- **INSTRUÇÕES**
Devolva, sem mudar nada, o trecho da crítica sobre Sexta-feira 13 que começa em "Eu não conheço" e segue até "das Moscas original.", incluindo essas palavras.

- **TEXTO FORNECIDO**
Eu não conheço muito (dane-se, não conheço nada) da pornografia dos anos 70, mas é bem sabido que elas eram feitas como outros filmes independentes. Sabe, com um cinegrafista de verdade e tal. E os filmes de Damiano são considerados entre os mais respeitáveis do período. A questão é que Fernandes fazia filmes de verdade, e muitos. Eu sei que novamente podemos discutir isso, não só porque eu nunca fui exposto ao trabalho de Fernandes, mas em virtude de o inferior Sexta-feira 13 parte 3 ter sido rodado por Gerald Feil, que trabalhou com Peter Brook em O Senhor das Moscas original.

Talvez possamos mais facilmente atribuir a sensação de superioridade do Capítulo Final ao diretor Joseph Zito. Zito não fez muitos filmes, mas a qualidade de sua direção é mais bem articulada ao longo do próprio file do que por qualquer outra experiência prévia. Sua abordagem decididamente se distingue do misticismo encoberto de Sean Cunningham e do humor malicioso de Steve Miner; Jason é seriamente cruel neste filme. Ele não apenas mata suas vítimas, ele as estraçalha.

Muitos vidros são quebrados no Capítulo Final. Se você não é ligado (ou até mesmo se é) em Sexta-feira 13, fica muito repetitivo e estúpido. Primeiro eu pensei que talvez isso fosse simbólico para a virgindade perdida, mas logo encontrei uma explicação mais coerente e viável: o vidro é simplesmente o sopro de vida nas vítimas de Jason. Ele arrebenta janelas de uma vez, com violência, com comoção. É evidência de sua força extraordinária e do determinismo da violência que ele comete. Eu me lembro de ter dito que as mortes na parte 2 de Steve Miner eram feitas com armas perfurantes, o que as sexualizava. No capítulo Final, Jason não tem armas perfurantes. Ele tem facas, particularmente um facão. Ele não o utiliza para fatiar ou picar, mas para apunhalar. O visual é similar ao de carne sendo penetrada, novamente simulando o ato sexual. O que é muito mais perturbador, no entanto, é que dor parece ser a motivação para as mortes. Essas pessoas sofrem de verdade.

Jason mata uma enfermeira sexy e um cara tomando banho em parte amassando lentamente seus crânios.

- **LISTAGEM**
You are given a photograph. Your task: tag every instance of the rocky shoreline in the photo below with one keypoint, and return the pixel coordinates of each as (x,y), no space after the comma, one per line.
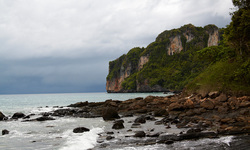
(159,120)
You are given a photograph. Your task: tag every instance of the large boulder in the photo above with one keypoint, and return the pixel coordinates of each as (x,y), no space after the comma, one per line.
(80,130)
(79,104)
(118,124)
(141,119)
(140,134)
(175,106)
(44,118)
(5,132)
(109,114)
(2,116)
(18,115)
(207,104)
(221,98)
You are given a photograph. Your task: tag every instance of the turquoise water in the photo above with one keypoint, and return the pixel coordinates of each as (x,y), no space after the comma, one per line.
(25,102)
(58,134)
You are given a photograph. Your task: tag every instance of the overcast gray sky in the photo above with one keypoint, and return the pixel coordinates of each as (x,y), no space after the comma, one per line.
(54,46)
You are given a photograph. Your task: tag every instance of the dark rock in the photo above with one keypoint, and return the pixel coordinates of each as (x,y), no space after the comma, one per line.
(5,132)
(175,106)
(171,137)
(221,98)
(153,135)
(18,115)
(118,125)
(169,142)
(80,130)
(110,114)
(213,94)
(141,119)
(2,116)
(198,135)
(160,112)
(140,134)
(110,132)
(193,130)
(136,125)
(44,118)
(64,112)
(207,104)
(158,122)
(79,104)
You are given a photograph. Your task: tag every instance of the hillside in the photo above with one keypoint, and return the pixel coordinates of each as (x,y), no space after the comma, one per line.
(189,59)
(168,63)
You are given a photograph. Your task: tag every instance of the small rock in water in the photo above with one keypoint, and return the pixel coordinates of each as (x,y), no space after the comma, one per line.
(140,134)
(5,132)
(109,137)
(110,114)
(2,116)
(136,125)
(18,115)
(110,132)
(80,130)
(118,125)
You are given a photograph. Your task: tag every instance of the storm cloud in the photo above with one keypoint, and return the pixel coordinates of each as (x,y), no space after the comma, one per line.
(54,46)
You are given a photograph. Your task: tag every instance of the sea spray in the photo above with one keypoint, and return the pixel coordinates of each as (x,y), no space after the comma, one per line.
(81,141)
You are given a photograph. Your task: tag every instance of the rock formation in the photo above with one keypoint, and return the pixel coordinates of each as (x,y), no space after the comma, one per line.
(174,41)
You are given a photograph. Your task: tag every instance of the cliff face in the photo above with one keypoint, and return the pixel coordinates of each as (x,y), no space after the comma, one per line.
(126,73)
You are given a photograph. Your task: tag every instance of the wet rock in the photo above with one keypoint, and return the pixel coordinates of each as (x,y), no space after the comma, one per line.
(64,112)
(160,113)
(110,132)
(2,116)
(175,106)
(221,98)
(189,104)
(141,119)
(194,130)
(109,114)
(198,135)
(118,125)
(213,94)
(80,130)
(207,104)
(109,137)
(79,104)
(44,118)
(171,137)
(4,132)
(136,125)
(140,134)
(18,115)
(154,135)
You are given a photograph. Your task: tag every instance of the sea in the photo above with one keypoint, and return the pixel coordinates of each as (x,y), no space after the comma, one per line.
(58,134)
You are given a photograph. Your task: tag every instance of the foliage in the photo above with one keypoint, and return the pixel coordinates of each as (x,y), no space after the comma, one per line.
(237,32)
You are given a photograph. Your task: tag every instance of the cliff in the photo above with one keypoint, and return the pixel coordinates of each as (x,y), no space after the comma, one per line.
(164,62)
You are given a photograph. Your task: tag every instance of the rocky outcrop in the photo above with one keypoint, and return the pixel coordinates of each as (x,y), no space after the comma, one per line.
(175,45)
(143,60)
(123,72)
(2,116)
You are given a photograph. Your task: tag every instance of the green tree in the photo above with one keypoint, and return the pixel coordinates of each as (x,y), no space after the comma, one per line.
(237,33)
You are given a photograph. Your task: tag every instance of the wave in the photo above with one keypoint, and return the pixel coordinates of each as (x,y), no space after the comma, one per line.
(86,140)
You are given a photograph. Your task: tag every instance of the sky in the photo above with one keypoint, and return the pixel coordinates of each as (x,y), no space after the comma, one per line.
(64,46)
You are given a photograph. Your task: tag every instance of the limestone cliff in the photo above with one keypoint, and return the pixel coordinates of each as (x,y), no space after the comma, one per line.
(127,73)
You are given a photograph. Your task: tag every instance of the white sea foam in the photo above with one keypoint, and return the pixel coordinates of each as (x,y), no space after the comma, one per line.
(81,141)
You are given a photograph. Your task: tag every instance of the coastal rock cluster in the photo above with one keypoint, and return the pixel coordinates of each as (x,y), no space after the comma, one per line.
(208,116)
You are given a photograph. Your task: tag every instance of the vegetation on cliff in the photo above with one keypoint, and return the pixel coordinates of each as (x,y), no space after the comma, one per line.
(196,68)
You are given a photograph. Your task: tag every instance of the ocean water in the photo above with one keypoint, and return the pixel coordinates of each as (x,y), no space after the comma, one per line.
(58,134)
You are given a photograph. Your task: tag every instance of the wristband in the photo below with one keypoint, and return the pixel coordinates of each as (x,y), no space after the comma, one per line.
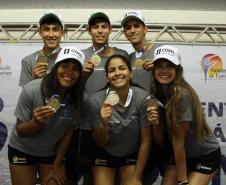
(183,183)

- **RESPOSTA**
Eu não conheço muito (dane-se, não conheço nada) da pornografia dos anos 70, mas é bem sabido que elas eram feitas como outros filmes independentes. Sabe, com um cinegrafista de verdade e tal. E os filmes de Damiano são considerados entre os mais respeitáveis do período. A questão é que Fernandes fazia filmes de verdade, e muitos. Eu sei que novamente podemos discutir isso, não só porque eu nunca fui exposto ao trabalho de Fernandes, mas em virtude de o inferior Sexta-feira 13 parte 3 ter sido rodado por Gerald Feil, que trabalhou com Peter Brook em O Senhor das Moscas original.